→ Required work:
Scale down the items below by rewriting every line, requests included, with each coordinate in the answers multiplied by 0.3 and rounded to a whole number, with halves rounded up. Omit the pictures from your answer.

Items excerpted from a collection:
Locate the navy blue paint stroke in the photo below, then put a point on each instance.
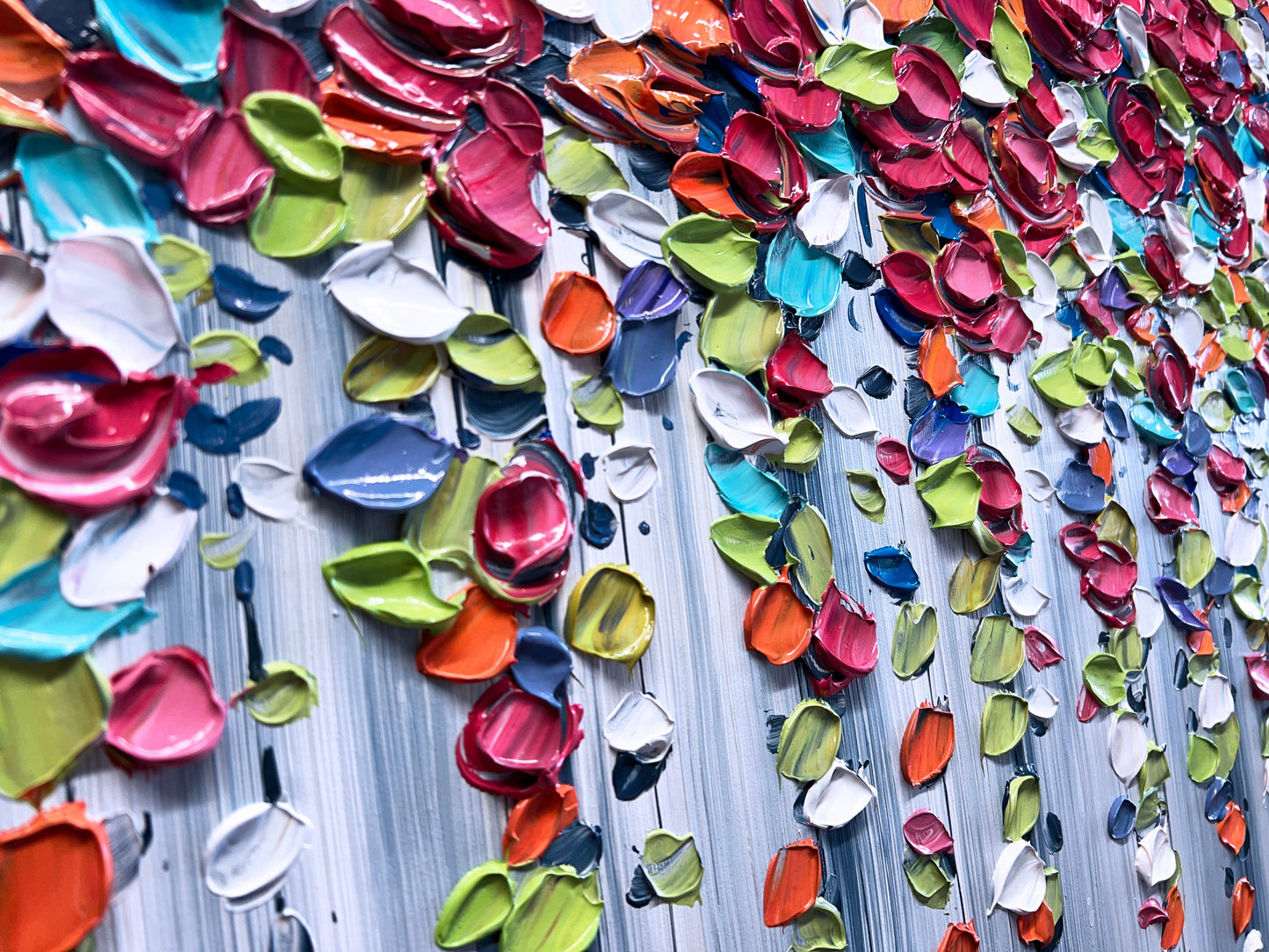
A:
(632, 777)
(213, 433)
(388, 464)
(504, 414)
(891, 567)
(1080, 489)
(598, 524)
(644, 356)
(579, 846)
(542, 664)
(242, 296)
(1122, 819)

→ Solution below:
Locate the navy blue paint stroke in the photo below, then put a point on each instance.
A:
(190, 233)
(64, 130)
(116, 139)
(151, 124)
(267, 170)
(324, 147)
(179, 157)
(193, 107)
(174, 254)
(163, 199)
(73, 89)
(337, 246)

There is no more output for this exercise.